## Document text
Complaints about NumPy

A post I don't like NumPy has been much discussed on Hacker News. With interfaces to Fortran linear algebra libraries and possibly operator overloading, can Fortran do better? The author says the need to avoid loops in NumPy is a problem, but in Fortran it’s fine to use loops.

2 Likes

For a batch of linear systems you could use the Batched BLAS and LAPACK extensions, introduced in:

Abdelfattah, Ahmad, et al. “A set of batched basic linear algebra subprograms and LAPACK routines.” ACM Transactions on Mathematical Software (TOMS) 47.3 (2021): 1-23. https://doi.org/10.1145/3431921

The Intel MKL versions can be found here:

An example is shown here: Solving Linear Systems Using oneMKL and OpenMP* Target Offloading | Intel

Depending on what you are trying to achieve, there are some caveats. It depends on how many times you need to reuse the matrix factorization and if you are targeting the CPU or a GPU.

IMO, the MKL batched LAPACK interface is a bit weird in the way it dimensions the matrices (probably due to its origin in the C function prototypes specified by the BLAS working group):

subroutine dgetrs_batch_strided(trans,n,nrhs,a,lda,stride_a,ipiv,stride_ipiv, &
                                b,ldb,stride_b,batch_size,info)

## Stated goal 1
From the NumPy thread, reproduce word for word the passage that starts at "An example is" and ends after "CPU or a GPU.".
## Stated goal 2
According to the NumPy thread, in which journal was the paper introducing the Batched BLAS and LAPACK extensions published?
## Stated goal 3
Decide whether each statement agrees with the NumPy thread, answering yes or no and quoting the words that settle it:
(a) The opening post states that using loops is fine in Fortran.
(b) The thread calls the way the MKL batched LAPACK interface dimensions matrices natural.
(c) One of the caveats depends on whether the target is the CPU or a GPU.

## Listing
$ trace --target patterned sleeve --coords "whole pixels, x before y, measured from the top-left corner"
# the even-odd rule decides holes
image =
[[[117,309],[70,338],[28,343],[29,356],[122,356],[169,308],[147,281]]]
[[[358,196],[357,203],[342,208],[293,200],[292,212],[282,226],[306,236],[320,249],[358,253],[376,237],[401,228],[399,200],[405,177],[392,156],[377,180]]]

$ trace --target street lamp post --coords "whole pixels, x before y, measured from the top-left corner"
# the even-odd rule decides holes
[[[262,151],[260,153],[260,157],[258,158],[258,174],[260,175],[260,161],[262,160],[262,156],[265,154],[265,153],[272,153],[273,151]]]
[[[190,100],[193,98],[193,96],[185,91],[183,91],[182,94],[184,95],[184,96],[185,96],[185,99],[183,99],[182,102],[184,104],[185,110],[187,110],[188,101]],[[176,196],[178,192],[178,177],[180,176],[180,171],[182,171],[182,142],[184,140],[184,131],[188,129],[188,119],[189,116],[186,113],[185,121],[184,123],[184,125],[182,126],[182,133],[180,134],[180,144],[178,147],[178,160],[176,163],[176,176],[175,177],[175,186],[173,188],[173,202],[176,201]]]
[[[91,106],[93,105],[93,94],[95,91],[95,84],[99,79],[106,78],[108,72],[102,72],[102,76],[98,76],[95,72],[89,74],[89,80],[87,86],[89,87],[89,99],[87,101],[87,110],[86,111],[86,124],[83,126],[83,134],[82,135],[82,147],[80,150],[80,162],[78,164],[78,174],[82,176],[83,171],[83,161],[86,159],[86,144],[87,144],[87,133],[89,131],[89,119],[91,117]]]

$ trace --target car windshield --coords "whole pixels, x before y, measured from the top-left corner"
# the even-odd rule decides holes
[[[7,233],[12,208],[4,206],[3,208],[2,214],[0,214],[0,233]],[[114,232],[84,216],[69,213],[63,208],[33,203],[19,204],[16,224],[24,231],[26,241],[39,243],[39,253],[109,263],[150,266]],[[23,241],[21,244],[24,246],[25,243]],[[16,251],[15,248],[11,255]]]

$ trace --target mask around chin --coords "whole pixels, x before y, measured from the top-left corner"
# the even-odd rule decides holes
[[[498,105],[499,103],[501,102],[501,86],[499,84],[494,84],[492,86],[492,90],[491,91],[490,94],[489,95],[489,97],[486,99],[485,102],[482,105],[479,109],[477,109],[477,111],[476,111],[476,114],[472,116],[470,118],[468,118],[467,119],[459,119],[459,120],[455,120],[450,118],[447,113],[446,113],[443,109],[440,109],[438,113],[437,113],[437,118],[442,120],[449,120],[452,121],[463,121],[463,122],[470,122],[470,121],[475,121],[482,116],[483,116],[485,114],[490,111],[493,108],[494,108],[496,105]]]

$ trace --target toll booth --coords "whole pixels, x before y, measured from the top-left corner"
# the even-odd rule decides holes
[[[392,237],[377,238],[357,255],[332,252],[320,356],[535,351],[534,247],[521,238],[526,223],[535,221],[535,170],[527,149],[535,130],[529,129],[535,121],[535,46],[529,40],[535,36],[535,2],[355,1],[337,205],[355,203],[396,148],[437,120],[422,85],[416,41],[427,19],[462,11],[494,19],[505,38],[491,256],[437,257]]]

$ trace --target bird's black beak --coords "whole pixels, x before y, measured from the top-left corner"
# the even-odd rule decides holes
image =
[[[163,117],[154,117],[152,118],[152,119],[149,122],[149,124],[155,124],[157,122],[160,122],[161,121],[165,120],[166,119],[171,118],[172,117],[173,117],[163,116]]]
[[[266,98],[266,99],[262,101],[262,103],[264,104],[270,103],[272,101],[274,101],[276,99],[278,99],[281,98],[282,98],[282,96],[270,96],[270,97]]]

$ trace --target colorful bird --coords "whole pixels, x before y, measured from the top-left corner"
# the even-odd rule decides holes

## Worked answer 1
An example is shown here: Solving Linear Systems Using oneMKL and OpenMP* Target Offloading | Intel

Depending on what you are trying to achieve, there are some caveats. It depends on how many times you need to reuse the matrix factorization and if you are targeting the CPU or a GPU.

## Worked answer 2
ACM Transactions on Mathematical Software (TOMS).

## Worked answer 3
(a) Yes: "but in Fortran it’s fine to use loops."
(b) No: "the MKL batched LAPACK interface is a bit weird in the way it dimensions the matrices"
(c) Yes: "if you are targeting the CPU or a GPU."